> Exercise set
A - Do these statements agree with the piece on Trinity Boxing Club's grudge matches? Answer yes or no for each, quoting the deciding words. (i) Fighters in a Grudge Match wear 16-ounce gloves and headgear and box three 2-minute rounds. (ii) Rob and Jim both train regularly at Trinity. (iii) Martin trains the fighters for two weeks before the bout.
B - Go on with the piece on Trinity Boxing Club's grudge matches, starting right after its final sentence.

>> BEGIN Extracted text

Holiday punch
The holidays bring people together, sometimes in ways you don't expect. People enjoy exchanging presents, wishing each other good cheer, ringing in the new year, and punching each other's lights out. At least in my world.
For Type A personalities, New York is Eden. Even New York's nickname, The Big Apple, must give thrill-seeking go-getters a chubby. It's bigger, faster, better here, so bring it on. If New York City is the apple, the financial industry is its sometimes rotten core. Traders on the floor of the New York Stock Exchange are straight out of Central Casting: self-made men from outer-borough blue-collar stock, manly men who get drunk from the rush of the trade, strutting around with their Rolexes and Mercedes to attract girls and show who's top dog. Traders are high on adrenaline--and, often, other controlled substances--and they don't care who they piss off.
For them, Trinity Boxing Club has a proposition called Grudge Match. If you have a beef to settle with someone, settle it like gentlemen in the ring. For three weeks, Martin runs one or both guys through a rigorous boxing program. He teaches the basics, gets you into the best shape he can, and gives you pointers on how to win. On fight night, you wear 16-ounce gloves and headgear and box three 2-minute rounds.
There must be lots to fight about, because Trinity has four grudge matches scheduled in the next 2 weeks.
Last night two traders, Rob and Jim, duked it out in front of their co-workers. Neither man is a regular at Trinity. Jim looked to be in his mid- to late 40s. He's stocky, balding, quiet, and in a suit looks like the last person you'd expect to be engaging in fisticuffs. (Then again, most people feel that way about me.) His opponent, Rob, was smaller, maybe 10 to 15 years Jim's junior. Neither man was in what I'd call fighting shape.
About 30 to 40 people, mostly Jim and Rob's friends and co-workers, were there to watch the fight. About 15 Trinity regulars, including me, worked out in the background. Outside the ring before the bout, Martin brought the two guys together and told them to not get crazy, to remember everything they'd learned, to keep it sportsmanlike. The guys didn't seem to hate each other, but they didn't seem all that friendly, either. Most of these fights originate over an insult, a name calling, or some other form of juvenile harassment. The talk I hear in the locker room by traders is like something out of Degrassi Junior High. For instance: "Yeah, then I fucked her all night long after I'd been drinking." To quote Dave Barry, I am not making this up.
To alleviate concerns about liability, injury, et cetera, et cetera, Trinity requires all fighters to sign a waiver holding Trinity harmless in the event something happens.
The last time I watched a grudge match, the two fighters were best friends, both in good shape, and both decent boxers. But throw in a crowd of action-hungry, beer-drinking, testosterone-poisoned boxing illiterates, and the fighters turn into red-seeing bulls. By the third round of that fight, both fighters had bloody noses and their base instincts were in full overdrive. I don't know if they were childhood friends, but if they were they dredged up any old slights or wounds they could think of and channeled them through their fists. In the end, no one really got hurt, but you could hardly call it boxing.

>> END Extracted text
>> BEGIN Dataset entries

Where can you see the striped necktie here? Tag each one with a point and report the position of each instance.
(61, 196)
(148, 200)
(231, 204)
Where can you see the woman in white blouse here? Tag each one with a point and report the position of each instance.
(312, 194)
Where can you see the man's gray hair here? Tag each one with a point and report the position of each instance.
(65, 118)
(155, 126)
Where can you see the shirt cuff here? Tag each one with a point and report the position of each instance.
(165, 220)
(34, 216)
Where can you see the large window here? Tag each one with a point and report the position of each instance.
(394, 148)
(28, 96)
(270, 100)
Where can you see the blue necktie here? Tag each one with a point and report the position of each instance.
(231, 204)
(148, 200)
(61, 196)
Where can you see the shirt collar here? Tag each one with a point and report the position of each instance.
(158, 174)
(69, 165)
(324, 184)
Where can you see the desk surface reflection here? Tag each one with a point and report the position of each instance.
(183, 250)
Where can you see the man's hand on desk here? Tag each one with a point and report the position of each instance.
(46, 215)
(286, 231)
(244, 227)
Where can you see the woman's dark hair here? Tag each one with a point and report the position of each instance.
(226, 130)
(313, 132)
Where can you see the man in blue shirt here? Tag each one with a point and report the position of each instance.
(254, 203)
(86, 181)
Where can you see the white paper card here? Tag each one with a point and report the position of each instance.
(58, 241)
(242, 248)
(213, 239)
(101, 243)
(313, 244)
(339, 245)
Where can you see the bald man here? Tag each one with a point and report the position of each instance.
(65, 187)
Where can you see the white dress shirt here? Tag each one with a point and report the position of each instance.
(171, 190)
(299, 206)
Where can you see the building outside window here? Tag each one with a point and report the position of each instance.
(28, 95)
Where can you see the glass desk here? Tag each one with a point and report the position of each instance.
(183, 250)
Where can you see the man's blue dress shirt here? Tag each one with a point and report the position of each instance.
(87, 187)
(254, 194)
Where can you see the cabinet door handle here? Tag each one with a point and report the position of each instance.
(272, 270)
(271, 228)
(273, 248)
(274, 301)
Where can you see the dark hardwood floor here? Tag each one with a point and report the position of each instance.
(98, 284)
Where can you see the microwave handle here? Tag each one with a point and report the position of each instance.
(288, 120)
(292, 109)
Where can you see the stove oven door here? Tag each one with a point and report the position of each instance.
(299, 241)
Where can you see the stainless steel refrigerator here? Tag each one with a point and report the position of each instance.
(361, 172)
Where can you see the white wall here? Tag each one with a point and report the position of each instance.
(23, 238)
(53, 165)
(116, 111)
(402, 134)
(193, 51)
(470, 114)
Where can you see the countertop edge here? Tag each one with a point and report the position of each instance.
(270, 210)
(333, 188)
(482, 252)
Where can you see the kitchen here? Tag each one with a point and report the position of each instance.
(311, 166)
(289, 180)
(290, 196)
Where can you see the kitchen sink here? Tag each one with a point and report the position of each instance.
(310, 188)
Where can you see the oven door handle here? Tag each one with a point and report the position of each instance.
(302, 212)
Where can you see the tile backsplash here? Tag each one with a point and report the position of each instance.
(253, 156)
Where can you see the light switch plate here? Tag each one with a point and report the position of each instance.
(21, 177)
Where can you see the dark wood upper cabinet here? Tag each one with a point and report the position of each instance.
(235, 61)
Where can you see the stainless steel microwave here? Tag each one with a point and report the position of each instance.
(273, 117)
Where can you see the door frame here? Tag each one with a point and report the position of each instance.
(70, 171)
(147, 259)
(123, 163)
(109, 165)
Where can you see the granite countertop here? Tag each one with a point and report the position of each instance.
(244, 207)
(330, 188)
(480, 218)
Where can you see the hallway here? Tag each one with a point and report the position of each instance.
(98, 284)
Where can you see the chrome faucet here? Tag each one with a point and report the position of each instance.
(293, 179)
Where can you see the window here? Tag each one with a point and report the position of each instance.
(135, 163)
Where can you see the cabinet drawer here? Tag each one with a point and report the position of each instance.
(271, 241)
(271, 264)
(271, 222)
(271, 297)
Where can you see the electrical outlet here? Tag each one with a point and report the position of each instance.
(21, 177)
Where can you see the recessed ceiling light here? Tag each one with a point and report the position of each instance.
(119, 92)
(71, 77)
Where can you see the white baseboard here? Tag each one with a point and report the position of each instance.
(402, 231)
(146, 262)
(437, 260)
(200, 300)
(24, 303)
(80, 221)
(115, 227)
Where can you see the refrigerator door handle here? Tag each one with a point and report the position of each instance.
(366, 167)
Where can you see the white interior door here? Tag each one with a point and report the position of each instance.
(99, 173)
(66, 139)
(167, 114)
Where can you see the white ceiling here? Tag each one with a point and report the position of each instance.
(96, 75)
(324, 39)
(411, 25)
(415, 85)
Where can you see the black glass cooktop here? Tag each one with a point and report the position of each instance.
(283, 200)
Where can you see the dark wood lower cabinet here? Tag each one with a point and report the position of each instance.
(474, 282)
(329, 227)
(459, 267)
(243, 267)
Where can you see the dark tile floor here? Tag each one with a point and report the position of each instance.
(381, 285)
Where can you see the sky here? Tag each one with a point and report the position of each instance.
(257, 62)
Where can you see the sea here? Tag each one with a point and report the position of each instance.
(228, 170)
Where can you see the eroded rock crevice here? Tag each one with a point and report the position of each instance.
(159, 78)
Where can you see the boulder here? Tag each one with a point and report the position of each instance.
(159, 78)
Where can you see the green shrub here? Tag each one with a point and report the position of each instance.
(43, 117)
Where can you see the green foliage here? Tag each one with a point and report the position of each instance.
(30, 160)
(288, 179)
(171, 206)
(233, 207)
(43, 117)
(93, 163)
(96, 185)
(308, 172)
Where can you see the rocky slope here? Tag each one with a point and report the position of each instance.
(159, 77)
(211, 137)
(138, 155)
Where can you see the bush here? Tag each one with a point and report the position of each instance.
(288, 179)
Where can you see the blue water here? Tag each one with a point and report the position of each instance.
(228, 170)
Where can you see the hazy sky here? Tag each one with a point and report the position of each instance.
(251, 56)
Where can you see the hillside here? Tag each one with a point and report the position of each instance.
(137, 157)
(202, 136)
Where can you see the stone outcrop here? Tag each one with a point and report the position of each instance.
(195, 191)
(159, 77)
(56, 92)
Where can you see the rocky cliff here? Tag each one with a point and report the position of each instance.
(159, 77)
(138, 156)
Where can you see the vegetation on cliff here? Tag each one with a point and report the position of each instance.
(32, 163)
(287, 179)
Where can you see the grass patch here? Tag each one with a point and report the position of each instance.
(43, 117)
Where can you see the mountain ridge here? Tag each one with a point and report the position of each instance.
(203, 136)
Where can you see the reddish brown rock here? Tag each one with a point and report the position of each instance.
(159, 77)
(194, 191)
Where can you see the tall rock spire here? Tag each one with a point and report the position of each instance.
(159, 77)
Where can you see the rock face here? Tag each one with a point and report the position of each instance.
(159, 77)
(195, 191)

>> END Dataset entries
>> BEGIN Dataset entries

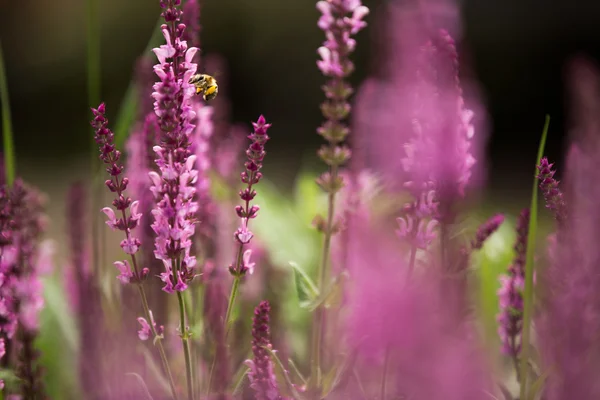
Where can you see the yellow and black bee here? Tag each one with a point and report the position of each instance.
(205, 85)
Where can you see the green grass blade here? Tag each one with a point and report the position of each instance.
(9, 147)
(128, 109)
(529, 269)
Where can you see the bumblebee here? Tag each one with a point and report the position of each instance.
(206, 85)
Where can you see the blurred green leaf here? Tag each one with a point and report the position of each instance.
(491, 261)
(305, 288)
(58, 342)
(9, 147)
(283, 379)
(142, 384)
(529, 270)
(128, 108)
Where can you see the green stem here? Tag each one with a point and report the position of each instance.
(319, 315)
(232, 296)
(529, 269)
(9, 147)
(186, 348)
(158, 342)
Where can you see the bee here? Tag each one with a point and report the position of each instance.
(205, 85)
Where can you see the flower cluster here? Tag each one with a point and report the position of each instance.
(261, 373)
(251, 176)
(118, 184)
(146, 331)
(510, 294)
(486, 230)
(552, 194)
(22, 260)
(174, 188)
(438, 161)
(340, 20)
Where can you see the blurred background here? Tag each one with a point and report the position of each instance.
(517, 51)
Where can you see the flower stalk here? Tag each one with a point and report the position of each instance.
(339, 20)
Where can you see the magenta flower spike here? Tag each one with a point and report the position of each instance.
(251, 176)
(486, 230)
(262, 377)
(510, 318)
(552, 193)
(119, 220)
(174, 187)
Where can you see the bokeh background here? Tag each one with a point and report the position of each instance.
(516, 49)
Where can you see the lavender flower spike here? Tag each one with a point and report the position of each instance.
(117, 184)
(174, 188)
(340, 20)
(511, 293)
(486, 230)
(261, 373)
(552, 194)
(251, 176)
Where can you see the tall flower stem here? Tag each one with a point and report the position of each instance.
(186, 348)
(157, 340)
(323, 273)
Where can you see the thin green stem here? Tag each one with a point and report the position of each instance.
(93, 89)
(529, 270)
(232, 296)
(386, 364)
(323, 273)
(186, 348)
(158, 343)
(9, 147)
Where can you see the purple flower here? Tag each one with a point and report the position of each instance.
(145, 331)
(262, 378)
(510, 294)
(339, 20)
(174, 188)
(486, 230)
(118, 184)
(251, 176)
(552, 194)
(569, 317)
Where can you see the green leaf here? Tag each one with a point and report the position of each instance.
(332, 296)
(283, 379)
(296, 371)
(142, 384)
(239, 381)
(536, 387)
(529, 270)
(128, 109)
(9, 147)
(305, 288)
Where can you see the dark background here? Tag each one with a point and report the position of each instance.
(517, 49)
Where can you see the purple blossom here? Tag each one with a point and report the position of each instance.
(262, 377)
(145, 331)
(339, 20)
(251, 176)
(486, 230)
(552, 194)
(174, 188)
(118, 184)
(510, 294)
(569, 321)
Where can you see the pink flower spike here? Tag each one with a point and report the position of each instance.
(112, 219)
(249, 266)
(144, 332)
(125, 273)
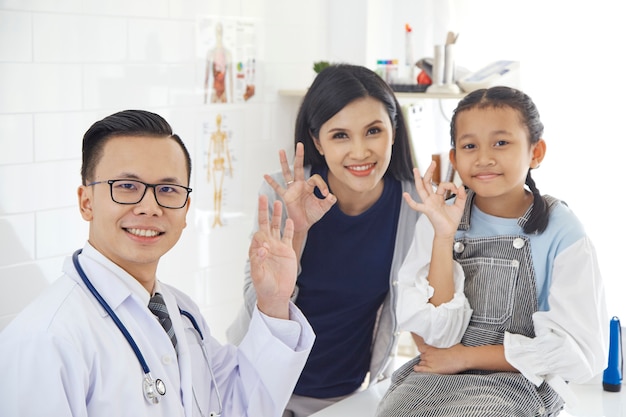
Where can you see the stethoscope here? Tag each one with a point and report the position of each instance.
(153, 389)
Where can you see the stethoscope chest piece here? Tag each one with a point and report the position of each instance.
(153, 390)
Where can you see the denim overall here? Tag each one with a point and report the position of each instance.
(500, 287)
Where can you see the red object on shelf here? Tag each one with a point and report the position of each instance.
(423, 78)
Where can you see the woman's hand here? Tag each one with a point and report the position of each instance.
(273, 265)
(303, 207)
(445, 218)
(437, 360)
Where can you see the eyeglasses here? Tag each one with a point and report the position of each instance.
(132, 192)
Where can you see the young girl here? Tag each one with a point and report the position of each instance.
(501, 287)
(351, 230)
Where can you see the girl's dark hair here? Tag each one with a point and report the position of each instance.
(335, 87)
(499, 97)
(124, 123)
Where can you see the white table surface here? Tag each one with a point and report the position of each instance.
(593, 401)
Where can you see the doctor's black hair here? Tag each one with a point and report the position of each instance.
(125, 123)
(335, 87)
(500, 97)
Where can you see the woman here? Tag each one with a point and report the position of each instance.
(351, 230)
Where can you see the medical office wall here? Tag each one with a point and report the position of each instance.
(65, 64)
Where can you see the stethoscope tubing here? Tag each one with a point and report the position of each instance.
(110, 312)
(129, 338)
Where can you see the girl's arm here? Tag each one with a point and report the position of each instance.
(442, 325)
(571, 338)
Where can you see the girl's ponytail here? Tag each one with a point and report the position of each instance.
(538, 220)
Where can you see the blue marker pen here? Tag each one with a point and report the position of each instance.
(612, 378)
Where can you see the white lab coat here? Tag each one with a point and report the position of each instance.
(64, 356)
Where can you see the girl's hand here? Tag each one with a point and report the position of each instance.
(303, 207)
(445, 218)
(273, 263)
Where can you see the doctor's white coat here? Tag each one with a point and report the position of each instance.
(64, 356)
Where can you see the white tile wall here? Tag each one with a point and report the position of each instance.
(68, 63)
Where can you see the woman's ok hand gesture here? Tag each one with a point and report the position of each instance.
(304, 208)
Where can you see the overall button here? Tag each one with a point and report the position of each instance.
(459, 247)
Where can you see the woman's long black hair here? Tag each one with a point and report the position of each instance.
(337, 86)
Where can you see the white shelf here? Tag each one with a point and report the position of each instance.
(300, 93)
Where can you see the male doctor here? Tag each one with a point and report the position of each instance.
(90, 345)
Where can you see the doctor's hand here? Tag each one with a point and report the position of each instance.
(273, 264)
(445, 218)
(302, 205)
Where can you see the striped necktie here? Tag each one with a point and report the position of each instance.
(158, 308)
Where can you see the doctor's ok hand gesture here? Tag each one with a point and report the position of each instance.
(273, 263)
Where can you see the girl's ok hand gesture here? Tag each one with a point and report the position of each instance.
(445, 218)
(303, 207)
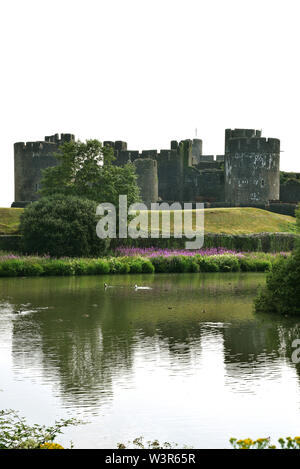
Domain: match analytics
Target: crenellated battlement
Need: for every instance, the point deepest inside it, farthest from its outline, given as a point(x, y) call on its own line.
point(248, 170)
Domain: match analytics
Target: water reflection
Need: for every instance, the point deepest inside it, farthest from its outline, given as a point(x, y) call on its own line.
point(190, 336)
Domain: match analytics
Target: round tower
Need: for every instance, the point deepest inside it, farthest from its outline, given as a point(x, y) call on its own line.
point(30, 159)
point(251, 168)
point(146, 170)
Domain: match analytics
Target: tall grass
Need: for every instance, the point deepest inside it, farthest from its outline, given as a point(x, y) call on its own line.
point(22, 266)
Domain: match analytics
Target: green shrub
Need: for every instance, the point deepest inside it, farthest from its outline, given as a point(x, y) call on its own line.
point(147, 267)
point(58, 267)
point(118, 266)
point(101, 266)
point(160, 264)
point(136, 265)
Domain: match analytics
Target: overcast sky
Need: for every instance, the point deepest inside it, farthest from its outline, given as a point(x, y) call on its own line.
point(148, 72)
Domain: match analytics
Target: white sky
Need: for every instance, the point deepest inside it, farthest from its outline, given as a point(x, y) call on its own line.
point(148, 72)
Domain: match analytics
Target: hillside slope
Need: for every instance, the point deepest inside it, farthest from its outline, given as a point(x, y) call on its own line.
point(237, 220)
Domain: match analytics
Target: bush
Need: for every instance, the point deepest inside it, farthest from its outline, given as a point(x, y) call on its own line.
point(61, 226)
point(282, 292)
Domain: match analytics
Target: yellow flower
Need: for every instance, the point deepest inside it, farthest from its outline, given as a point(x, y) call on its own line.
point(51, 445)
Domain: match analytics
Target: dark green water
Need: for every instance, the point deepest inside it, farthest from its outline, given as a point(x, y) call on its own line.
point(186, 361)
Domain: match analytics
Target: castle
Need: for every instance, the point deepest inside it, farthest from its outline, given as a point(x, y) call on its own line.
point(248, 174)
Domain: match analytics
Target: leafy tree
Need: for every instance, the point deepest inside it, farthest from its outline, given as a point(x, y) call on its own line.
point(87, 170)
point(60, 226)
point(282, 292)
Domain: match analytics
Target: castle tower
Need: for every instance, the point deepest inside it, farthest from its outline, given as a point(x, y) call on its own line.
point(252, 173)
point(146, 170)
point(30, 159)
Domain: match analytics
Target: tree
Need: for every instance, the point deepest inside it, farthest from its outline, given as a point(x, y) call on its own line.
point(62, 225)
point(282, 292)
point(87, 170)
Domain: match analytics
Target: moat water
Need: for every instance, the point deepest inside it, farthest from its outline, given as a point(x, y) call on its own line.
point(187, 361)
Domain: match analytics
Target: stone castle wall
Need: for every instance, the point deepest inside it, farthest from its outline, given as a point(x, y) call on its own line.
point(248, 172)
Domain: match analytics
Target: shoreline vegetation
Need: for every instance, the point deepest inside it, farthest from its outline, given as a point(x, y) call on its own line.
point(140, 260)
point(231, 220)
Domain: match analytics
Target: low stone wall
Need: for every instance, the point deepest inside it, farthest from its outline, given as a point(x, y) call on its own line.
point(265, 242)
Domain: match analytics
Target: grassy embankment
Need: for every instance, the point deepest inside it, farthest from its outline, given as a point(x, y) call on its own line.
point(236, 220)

>> END Dataset entries

> Results for each task
A -
(i) Yes: "you wear 16-ounce gloves and headgear and box three 2-minute rounds."
(ii) No: "Neither man is a regular at Trinity."
(iii) No: "For three weeks, Martin runs one or both guys through a rigorous boxing program."

B -
So, I watched Rob vs. Jim with the same trepidation as watching Fear Factor or Project Runway. In amateur boxing you learn to control your emotions, to plan a strategy, to outthink your opponent. This kind of fight is all about power, pride, and prowess.
The two men touched gloves and the bell rang starting Round 1. The crowd went wild. "C'mon, Rob, kick his ass!" "Jim, don't let this guy push you around!" "Hit him!!" No punches had yet been thrown. The vicarious thrills of the voyeuristic, bloodlusting crowd are what I like least about boxing. None of these people could probably even hold up their hands for one minute, much less six.
Jim scored well, landing shots to Rob's head whenever Rob countered. Because of the size difference Jim was wearing larger gloves than Rob. They looked to be 18 ounces, which comparatively are like pillows. Rob covered up a lot, but lunged for Jim when he had the chance. So far, it looked like a boxing match.
Round 2 looked nothing like Round 1. Rob, who had been tentative in the first round, suddenly charged at Jim. Jim kept Rob at bay but landed some good shots to his face. Considering that Jim was carrying a bit of a paunch, Rob could have been more effective by going to the body, but Rocky movies would have us believe otherwise. Jim rocked Rob with a few rights that snapped his head back, and this, I think, is where the psychology of the fight took hold.
Never let your opponent see that you're hurt, no matter how hurt you are. Keep a poker face. Never show all your cards at once, and never show your weaknesses.
About 45 seconds before the end of the 2-minute round, Rob appeared to be running out of steam. He stood against the ropes while Jim unleashed big shots, despite wearing bigger gloves. Martin called time and Rob went to his corner, where he appeared to be spitting out something. It was hard to tell whether he was bleeding or spitting. Martin let the round lapse, trying to see whether Rob could go on.
In Round 3, Rob had his hands up to his face, clearly out of gas. But it didn't stop him from trying to put all he had into his punches. With a minute left to go, Jim again effectively disarmed Rob, and Rob made one last-ditch effort before turning away toward the ropes.
At that moment he projectile-vomited all over the ring and all over two guys who were sitting close to the ring.
"Oh, man," Angel said. "I could see before the fight he had serious butterflies in his stomach."
"Yup," I said. "They all flew out."
The fight was stopped. The two men shook hands. Jim had won. Martin brought the two guys to the center of the ring.
"You guys friends?" he said, in his inimitable Brooklyn accent. They both nodded and hugged. The crowd applauded.
All the Trinity regulars, who'd taken a break from our workouts, looked at one another, shrugged, and returned to what we were doing. None of us liked the circus atmosphere; we were there because we wanted to work out.
What made me cringe most wasn't the two guys' need to settle their differences in the ring, or even colleagues and friends watching Rob get his ass kicked. It's that Rob's dignity will always be besmirched by projectile vomiting.